The answer must be every record below, repeated exactly.

» DATASET EXTRACT:
-- Opening Marker --
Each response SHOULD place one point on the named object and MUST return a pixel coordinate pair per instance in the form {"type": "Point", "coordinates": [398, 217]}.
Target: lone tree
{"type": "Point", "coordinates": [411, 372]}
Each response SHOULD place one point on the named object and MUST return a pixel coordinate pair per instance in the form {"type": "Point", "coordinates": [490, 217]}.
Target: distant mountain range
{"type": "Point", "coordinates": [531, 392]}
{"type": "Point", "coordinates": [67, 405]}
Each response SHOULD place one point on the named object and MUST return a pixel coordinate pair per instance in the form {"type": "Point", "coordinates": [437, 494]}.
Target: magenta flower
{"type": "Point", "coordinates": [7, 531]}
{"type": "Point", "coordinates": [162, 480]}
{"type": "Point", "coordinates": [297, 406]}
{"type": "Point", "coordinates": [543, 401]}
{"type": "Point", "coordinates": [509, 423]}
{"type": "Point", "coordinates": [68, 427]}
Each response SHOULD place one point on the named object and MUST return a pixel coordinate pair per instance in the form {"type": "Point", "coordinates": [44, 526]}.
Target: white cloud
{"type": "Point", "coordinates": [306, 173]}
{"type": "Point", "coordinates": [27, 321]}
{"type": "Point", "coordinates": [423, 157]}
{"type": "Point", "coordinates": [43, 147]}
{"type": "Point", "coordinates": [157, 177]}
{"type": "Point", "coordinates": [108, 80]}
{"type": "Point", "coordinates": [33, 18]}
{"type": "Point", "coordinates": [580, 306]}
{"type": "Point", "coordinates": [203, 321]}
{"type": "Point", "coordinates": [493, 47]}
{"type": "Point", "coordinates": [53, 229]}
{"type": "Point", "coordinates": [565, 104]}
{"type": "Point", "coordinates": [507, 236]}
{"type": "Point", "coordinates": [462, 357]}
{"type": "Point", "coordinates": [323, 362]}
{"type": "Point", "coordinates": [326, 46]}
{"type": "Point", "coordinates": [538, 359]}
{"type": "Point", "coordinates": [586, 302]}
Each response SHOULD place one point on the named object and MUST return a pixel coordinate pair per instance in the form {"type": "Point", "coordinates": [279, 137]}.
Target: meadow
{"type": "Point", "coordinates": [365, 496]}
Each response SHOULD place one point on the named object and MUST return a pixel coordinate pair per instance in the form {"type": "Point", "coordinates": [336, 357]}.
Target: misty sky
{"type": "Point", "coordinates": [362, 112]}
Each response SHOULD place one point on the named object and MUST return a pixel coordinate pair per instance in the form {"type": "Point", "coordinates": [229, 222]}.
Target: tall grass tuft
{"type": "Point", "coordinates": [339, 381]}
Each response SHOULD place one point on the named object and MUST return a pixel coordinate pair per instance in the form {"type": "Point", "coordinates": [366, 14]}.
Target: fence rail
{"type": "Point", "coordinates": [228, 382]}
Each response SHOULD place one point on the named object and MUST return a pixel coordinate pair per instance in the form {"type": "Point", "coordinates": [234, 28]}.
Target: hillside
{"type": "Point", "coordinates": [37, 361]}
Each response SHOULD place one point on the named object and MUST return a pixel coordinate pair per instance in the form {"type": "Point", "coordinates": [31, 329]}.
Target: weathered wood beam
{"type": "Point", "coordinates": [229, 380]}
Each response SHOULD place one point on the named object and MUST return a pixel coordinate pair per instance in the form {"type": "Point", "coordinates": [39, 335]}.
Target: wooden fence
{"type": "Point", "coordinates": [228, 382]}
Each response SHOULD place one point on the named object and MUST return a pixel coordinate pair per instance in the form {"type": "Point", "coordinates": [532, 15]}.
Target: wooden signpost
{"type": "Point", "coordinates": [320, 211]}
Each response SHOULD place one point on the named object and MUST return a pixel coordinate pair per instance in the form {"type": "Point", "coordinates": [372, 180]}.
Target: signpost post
-- Closing Marker --
» THE COMPLETED TASK:
Each response SHOULD place one point on the named object and MUST return a pixel coordinate pair per instance in the form {"type": "Point", "coordinates": [398, 217]}.
Target: lone tree
{"type": "Point", "coordinates": [411, 372]}
Each response SHOULD place one point on the named object and MUST return a pixel coordinate pair per instance in the form {"type": "Point", "coordinates": [490, 217]}.
Target: distant mountain range
{"type": "Point", "coordinates": [531, 392]}
{"type": "Point", "coordinates": [67, 405]}
Each response SHOULD place one point on the named object and MUST return a pixel coordinate pair per instance in the form {"type": "Point", "coordinates": [437, 494]}.
Target: magenta flower
{"type": "Point", "coordinates": [7, 531]}
{"type": "Point", "coordinates": [162, 480]}
{"type": "Point", "coordinates": [297, 406]}
{"type": "Point", "coordinates": [543, 401]}
{"type": "Point", "coordinates": [509, 423]}
{"type": "Point", "coordinates": [68, 427]}
Each response SHOULD place one point on the named object and MUST return a pixel coordinate pair per instance in the form {"type": "Point", "coordinates": [44, 526]}.
Target: white cloud
{"type": "Point", "coordinates": [306, 173]}
{"type": "Point", "coordinates": [27, 321]}
{"type": "Point", "coordinates": [423, 157]}
{"type": "Point", "coordinates": [43, 147]}
{"type": "Point", "coordinates": [157, 177]}
{"type": "Point", "coordinates": [108, 80]}
{"type": "Point", "coordinates": [33, 18]}
{"type": "Point", "coordinates": [580, 306]}
{"type": "Point", "coordinates": [203, 321]}
{"type": "Point", "coordinates": [493, 47]}
{"type": "Point", "coordinates": [53, 229]}
{"type": "Point", "coordinates": [565, 104]}
{"type": "Point", "coordinates": [507, 236]}
{"type": "Point", "coordinates": [462, 357]}
{"type": "Point", "coordinates": [323, 362]}
{"type": "Point", "coordinates": [326, 46]}
{"type": "Point", "coordinates": [538, 359]}
{"type": "Point", "coordinates": [586, 302]}
Each response SHOULD place one point on the named object and MUST return a pixel coordinate pair per instance in the form {"type": "Point", "coordinates": [279, 137]}.
Target: meadow
{"type": "Point", "coordinates": [365, 496]}
Each response SHOULD place one point on the named object and MUST return a pixel coordinate pair per instance in the form {"type": "Point", "coordinates": [336, 357]}.
Target: misty sky
{"type": "Point", "coordinates": [362, 112]}
Each response SHOULD place one point on the named object and MUST return a pixel coordinate pair per instance in the form {"type": "Point", "coordinates": [229, 222]}.
Target: tall grass tuft
{"type": "Point", "coordinates": [339, 381]}
Each response SHOULD place one point on the named object and MUST return a pixel coordinate pair per instance in the form {"type": "Point", "coordinates": [366, 14]}.
Target: fence rail
{"type": "Point", "coordinates": [228, 382]}
Each response SHOULD place one point on the named object and MUST return a pixel coordinate pair per instance in the form {"type": "Point", "coordinates": [234, 28]}.
Target: hillside
{"type": "Point", "coordinates": [37, 361]}
Each response SHOULD place one point on the named object and MUST return a pixel coordinate pair per instance in the form {"type": "Point", "coordinates": [31, 329]}.
Target: weathered wood beam
{"type": "Point", "coordinates": [229, 380]}
Each response SHOULD place one point on the named object and MUST return a pixel coordinate pair per instance in the form {"type": "Point", "coordinates": [39, 335]}.
Target: wooden fence
{"type": "Point", "coordinates": [228, 382]}
Each response SHOULD place one point on the named object and MUST return a pixel coordinate pair per instance in the form {"type": "Point", "coordinates": [532, 15]}.
Target: wooden signpost
{"type": "Point", "coordinates": [320, 211]}
Each response SHOULD place one point on the named object and MUST return a pixel coordinate pair per instance in the form {"type": "Point", "coordinates": [372, 180]}.
Target: signpost post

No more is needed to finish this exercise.